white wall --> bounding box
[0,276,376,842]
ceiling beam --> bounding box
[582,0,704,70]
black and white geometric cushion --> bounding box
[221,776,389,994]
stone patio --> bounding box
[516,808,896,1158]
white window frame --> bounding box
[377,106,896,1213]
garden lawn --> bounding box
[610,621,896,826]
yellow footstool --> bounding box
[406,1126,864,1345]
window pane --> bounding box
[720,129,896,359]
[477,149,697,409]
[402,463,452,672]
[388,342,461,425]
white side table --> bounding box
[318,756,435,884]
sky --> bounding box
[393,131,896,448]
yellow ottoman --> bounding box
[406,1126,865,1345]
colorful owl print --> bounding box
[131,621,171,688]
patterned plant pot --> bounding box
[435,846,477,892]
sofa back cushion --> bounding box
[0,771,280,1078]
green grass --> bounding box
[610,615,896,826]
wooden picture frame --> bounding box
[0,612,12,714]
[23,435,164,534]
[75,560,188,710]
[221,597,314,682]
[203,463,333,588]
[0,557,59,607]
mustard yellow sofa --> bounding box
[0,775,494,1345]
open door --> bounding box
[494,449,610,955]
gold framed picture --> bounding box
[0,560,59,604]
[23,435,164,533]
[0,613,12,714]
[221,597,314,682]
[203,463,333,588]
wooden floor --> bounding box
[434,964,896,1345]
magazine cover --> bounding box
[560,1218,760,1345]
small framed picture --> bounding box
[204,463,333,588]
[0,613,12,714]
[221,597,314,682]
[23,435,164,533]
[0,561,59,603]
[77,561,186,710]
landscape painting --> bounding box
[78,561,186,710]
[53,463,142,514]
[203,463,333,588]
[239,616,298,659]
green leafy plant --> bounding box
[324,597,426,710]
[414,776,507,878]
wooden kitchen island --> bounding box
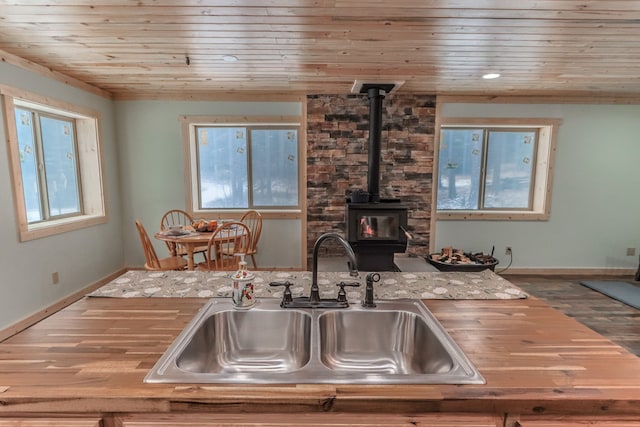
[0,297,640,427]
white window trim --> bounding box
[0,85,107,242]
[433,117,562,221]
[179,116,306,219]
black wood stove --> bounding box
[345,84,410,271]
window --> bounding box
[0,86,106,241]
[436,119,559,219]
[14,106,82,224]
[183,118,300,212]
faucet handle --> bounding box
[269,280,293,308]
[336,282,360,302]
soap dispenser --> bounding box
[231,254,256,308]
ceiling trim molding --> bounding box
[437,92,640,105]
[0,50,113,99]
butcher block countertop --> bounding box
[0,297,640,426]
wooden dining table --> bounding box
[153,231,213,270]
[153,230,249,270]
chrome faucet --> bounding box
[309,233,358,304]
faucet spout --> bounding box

____

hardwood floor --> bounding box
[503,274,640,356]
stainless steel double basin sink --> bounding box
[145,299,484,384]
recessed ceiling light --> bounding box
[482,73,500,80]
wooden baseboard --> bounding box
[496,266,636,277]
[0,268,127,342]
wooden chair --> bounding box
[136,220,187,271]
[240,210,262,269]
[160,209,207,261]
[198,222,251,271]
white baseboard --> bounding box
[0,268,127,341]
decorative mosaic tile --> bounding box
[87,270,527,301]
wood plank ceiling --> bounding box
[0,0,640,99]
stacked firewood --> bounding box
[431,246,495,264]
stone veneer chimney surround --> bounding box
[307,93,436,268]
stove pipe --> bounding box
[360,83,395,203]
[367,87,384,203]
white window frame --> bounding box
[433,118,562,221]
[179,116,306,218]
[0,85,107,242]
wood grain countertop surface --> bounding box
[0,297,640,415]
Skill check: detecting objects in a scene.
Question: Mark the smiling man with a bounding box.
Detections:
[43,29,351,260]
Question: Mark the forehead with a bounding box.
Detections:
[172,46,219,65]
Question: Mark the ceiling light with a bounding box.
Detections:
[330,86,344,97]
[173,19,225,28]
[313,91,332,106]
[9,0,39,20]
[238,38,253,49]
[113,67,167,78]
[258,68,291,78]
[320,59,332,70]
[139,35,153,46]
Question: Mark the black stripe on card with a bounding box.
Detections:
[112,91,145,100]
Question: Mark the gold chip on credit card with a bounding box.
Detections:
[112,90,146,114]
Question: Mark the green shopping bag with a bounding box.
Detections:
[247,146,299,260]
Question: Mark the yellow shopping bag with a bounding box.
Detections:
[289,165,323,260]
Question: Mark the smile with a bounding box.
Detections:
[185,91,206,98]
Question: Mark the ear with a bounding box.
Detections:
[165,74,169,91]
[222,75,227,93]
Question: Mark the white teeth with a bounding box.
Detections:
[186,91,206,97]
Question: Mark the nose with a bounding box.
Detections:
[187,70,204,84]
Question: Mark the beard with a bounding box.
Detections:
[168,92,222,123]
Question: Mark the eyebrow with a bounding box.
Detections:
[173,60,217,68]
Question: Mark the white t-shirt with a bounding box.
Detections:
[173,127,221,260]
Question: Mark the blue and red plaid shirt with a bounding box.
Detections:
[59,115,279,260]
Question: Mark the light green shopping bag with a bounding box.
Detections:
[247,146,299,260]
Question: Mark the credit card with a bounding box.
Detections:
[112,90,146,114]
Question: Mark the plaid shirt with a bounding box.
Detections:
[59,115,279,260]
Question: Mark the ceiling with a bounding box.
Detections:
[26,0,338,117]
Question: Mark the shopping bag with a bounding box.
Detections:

____

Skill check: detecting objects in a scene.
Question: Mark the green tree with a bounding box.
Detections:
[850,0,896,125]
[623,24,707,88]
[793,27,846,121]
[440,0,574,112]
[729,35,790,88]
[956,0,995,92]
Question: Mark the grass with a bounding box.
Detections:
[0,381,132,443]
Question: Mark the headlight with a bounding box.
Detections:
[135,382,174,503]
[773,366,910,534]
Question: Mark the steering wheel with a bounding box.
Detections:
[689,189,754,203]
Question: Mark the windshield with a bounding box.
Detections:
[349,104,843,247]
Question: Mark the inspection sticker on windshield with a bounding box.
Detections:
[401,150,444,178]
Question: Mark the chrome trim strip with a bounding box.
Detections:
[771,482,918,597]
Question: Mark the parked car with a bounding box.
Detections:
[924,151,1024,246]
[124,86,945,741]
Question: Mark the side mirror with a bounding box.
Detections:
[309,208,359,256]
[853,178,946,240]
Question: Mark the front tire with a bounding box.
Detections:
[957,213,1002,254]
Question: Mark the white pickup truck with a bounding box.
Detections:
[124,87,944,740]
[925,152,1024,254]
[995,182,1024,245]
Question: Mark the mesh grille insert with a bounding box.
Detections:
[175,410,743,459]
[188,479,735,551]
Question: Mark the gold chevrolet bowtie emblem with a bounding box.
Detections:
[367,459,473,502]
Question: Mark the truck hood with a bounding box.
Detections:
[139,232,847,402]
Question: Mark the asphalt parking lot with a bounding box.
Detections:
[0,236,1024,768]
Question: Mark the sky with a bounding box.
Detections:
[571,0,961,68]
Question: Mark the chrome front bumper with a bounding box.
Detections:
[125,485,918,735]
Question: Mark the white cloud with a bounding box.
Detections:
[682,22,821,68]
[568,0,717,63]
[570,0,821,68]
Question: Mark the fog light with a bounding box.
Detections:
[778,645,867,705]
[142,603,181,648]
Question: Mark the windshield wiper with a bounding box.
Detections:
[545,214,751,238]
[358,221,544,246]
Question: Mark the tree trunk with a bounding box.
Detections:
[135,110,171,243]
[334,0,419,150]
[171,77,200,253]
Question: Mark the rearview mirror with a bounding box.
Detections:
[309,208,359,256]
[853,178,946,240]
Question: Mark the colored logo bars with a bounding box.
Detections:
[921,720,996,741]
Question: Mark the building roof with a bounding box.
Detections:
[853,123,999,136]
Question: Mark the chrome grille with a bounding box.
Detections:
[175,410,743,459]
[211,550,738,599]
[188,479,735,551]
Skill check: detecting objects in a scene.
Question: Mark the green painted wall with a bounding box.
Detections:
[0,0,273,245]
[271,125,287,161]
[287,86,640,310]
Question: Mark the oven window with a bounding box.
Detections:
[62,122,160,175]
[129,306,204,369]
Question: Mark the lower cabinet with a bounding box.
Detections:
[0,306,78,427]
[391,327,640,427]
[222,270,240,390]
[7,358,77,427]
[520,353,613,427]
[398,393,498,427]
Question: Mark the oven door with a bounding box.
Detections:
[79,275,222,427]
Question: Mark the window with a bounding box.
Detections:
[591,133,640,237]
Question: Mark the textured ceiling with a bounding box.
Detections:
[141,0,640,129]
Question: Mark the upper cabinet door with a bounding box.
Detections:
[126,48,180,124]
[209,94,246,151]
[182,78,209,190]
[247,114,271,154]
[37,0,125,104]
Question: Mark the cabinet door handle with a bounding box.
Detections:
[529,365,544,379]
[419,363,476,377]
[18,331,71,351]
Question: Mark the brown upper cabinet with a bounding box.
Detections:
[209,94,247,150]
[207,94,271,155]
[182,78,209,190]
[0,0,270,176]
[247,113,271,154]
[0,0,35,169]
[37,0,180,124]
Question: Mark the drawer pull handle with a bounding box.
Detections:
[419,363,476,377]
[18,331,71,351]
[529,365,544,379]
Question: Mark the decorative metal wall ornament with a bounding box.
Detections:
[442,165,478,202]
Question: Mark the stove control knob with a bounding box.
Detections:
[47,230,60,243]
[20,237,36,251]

____

DESCRIPTION OF THE TASK: Reproduce everything in the listing above, from the line containing "wooden floor --> bounding box" down to the line containing "[183,118,300,212]", with both of those lines included. Omit the pictures from your copy.

ANSWER TO THE EXERCISE:
wooden floor --> bounding box
[434,964,896,1345]
magazine cover --> bounding box
[560,1218,760,1345]
small framed picture --> bounding box
[204,463,333,588]
[0,613,12,714]
[221,597,314,682]
[23,435,164,533]
[0,561,59,603]
[77,561,186,710]
landscape painting --> bounding box
[78,561,186,710]
[53,463,142,514]
[203,463,333,588]
[239,616,298,659]
green leafy plant --> bounding box
[324,597,426,710]
[414,776,507,878]
wooden kitchen island --> bounding box
[0,297,640,427]
white window trim --> bounding box
[0,85,107,242]
[433,117,562,221]
[179,116,306,219]
black wood stove --> bounding box
[345,84,410,271]
window --> bounding box
[0,86,106,241]
[436,119,559,219]
[14,106,82,224]
[183,118,300,212]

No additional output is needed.